CONSIGNES À TRAITER:
1. Résumez en deux phrases l'extrait sur Moktar Ould Daddah.
2. Recopiez mot pour mot le passage de l'extrait sur Moktar Ould Daddah qui commence par "Je ne citerais" et se termine par "de la MIFERMA.".

EXTRAIT DE PAGE:

Je ne citerais que les exemples les plus importants :
- 1963 : renonciation à la subvention française d’équilibre ;
- 1965 : les relations avec la Chine et la politique du non alignement ;
- 1967 : la rupture des relations diplomatiques avec les USA et l’Angleterre suite au conflit Israélo-arabe. Forte de son influence, la Mauritanie agira sur les pays africains afin de retirer leur soutien politique à l’Etat d’Israël ;
- 1971 : après la Maghreb, il part à la conquête des pays arabes du Golfe qu’ils lui accorderont toute leur confiance permettant ainsi le déversement d’importants financements tant pour la Mauritanie que pour les grands projets de l’OMVS qui regroupe plusieurs pays frères ;
- 1972 : révision des accords avec la France ;
- 1973 : création de l’ouguiya ;
- 1974 : nationalisation de la MIFERMA.
B) Moktar, l’homme public
Elevé dans un milieu modeste et dans des campements, sa personnalité sera marquée par les randonnées qu’il fera avec son oncle. Il va côtoyer dans ses voyages d’autres Mauritaniens de condition pauvre et vivant de leur labeur (Adwabas). Il rencontrera également la diversité ethnique du pays dans les villages Peulhs, Wolofs, Halpulaars. A la médersa de Boutilimit et surtout dans son internat, il a eu à cohabiter avec des enfants venus des quatre coins de Mauritanie dont certains resteront ses amis à vie. Son affectation au Nord lui permettra de connaître d’autres tribus appartenant à la race maure mais administrées par d’autres pays (Maures d’Algérie, du Maroc et du Sahara Occidental). Son périple de 1951 avec Sidi El Moctar N’Diaye lui donnera l’occasion de connaître les régions rattachées récemment au territoire de la Mauritanie qui appartenaient au Soudan Français. Son départ en Europe lui permit de connaître d’autres races : européens, asiatiques et arabes du Maghreb. Cette fresque sera complétée par le creuset de races que constitue la cité universitaire de Paris. La vie dure qu’il a menée pour faire ses études (manque d’argent, efforts scolaires difficiles) jointe au fond culturel puisé dans son univers bédouin forgera un caractère trempé et spartiate. Toutes ces expériences feront de lui un homme d’Etat avant la création de la Mauritanie.Il gardera de tout temps une grande longueur d’avance sur ses compatriotes. Ainsi le futur Chef d’Etat Moktar Ould Daddah est né avant la naissance de l’Etat qu’il dirigera.

DONNÉES FOURNIES:

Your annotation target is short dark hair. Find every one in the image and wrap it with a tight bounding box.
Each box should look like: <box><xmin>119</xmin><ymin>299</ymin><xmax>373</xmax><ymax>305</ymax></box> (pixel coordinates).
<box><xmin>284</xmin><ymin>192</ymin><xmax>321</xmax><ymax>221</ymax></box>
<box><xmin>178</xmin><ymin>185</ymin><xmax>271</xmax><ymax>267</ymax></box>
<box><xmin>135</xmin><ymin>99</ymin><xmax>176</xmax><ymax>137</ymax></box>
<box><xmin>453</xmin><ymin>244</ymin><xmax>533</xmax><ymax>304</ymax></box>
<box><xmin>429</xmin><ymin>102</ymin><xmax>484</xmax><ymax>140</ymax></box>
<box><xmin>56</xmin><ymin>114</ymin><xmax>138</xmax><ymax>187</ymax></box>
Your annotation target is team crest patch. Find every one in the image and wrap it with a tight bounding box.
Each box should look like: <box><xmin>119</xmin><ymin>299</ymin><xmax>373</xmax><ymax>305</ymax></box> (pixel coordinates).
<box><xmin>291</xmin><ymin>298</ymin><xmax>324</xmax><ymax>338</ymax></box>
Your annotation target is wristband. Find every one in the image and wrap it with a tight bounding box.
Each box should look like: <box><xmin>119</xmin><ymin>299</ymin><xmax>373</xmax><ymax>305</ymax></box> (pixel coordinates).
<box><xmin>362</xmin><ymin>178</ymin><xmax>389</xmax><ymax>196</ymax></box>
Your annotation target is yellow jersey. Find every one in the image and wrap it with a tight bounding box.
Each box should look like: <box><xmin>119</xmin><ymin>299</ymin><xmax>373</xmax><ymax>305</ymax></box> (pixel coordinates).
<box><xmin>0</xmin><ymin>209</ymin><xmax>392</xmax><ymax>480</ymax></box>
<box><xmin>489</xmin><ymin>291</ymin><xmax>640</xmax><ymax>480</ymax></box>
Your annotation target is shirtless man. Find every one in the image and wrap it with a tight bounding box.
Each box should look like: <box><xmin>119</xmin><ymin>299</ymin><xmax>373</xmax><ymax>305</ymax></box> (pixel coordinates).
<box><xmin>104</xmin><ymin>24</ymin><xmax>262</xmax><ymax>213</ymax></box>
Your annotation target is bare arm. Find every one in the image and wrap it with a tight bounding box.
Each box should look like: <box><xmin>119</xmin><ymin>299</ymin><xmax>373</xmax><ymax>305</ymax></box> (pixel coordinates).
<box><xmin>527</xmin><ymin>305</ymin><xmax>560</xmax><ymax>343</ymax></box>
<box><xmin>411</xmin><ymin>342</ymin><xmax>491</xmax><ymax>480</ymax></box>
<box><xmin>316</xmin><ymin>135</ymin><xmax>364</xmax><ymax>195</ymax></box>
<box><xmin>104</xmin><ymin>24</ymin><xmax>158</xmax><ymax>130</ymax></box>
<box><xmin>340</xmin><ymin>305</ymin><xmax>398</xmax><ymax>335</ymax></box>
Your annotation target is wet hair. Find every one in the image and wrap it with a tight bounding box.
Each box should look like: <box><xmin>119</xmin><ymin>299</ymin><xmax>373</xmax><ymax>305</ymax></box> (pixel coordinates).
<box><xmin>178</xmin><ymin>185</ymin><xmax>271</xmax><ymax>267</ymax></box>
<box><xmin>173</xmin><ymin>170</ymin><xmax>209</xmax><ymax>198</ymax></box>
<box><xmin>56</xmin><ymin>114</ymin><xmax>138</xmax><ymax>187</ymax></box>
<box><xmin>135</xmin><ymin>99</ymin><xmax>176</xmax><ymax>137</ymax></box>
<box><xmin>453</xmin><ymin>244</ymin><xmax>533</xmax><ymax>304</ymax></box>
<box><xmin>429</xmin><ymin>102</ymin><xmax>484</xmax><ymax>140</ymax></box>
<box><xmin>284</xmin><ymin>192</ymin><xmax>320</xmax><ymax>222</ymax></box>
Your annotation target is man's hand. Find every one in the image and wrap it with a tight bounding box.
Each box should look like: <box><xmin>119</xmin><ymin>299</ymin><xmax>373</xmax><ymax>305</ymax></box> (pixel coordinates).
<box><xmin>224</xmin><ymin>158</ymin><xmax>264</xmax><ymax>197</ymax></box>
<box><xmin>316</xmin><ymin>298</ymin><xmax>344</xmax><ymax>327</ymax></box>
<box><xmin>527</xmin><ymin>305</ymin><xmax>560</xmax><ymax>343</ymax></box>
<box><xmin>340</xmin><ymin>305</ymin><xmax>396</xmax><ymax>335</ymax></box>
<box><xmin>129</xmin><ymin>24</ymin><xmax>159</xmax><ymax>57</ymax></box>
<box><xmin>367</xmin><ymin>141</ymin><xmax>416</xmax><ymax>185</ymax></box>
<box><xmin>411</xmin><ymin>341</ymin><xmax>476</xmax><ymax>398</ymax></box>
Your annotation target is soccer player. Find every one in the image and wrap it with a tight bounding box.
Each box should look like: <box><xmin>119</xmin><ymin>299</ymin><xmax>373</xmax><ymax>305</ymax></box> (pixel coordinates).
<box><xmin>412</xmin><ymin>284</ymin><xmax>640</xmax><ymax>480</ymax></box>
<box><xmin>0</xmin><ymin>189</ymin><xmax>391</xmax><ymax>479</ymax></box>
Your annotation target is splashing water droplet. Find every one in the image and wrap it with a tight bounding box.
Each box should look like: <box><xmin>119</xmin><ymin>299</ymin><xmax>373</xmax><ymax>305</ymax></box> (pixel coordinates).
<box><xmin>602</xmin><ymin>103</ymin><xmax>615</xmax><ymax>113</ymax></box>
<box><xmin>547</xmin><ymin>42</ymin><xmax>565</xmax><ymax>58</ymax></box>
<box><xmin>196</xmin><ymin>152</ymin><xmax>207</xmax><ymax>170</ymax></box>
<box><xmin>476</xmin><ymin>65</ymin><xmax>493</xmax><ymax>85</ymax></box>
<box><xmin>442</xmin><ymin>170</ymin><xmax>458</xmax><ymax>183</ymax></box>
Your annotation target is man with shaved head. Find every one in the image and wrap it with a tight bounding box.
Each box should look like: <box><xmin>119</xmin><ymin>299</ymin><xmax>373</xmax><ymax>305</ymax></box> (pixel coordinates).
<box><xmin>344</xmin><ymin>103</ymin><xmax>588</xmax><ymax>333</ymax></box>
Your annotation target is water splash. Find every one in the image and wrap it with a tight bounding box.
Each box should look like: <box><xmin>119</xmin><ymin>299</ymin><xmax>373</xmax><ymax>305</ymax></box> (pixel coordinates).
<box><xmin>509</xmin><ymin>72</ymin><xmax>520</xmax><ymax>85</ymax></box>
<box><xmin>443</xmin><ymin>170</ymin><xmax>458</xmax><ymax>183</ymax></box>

RÉPONSES PAR CONSIGNE:
1. L'extrait énumère des faits marquants datés de 1963 à 1974, parmi lesquels la renonciation à la subvention française d'équilibre, la rupture des relations diplomatiques avec les USA et l'Angleterre, la création de l'ouguiya et la nationalisation de la MIFERMA. Il montre ensuite comment une enfance modeste dans des campements, des voyages à travers la diversité de la Mauritanie, un séjour en Europe et des études menées dans une vie dure ont forgé chez Moktar Ould Daddah un caractère trempé et spartiate, faisant de lui un homme d'État avant la création de la Mauritanie.

2.
Je ne citerais que les exemples les plus importants :
- 1963 : renonciation à la subvention française d’équilibre ;
- 1965 : les relations avec la Chine et la politique du non alignement ;
- 1967 : la rupture des relations diplomatiques avec les USA et l’Angleterre suite au conflit Israélo-arabe. Forte de son influence, la Mauritanie agira sur les pays africains afin de retirer leur soutien politique à l’Etat d’Israël ;
- 1971 : après la Maghreb, il part à la conquête des pays arabes du Golfe qu’ils lui accorderont toute leur confiance permettant ainsi le déversement d’importants financements tant pour la Mauritanie que pour les grands projets de l’OMVS qui regroupe plusieurs pays frères ;
- 1972 : révision des accords avec la France ;
- 1973 : création de l’ouguiya ;
- 1974 : nationalisation de la MIFERMA.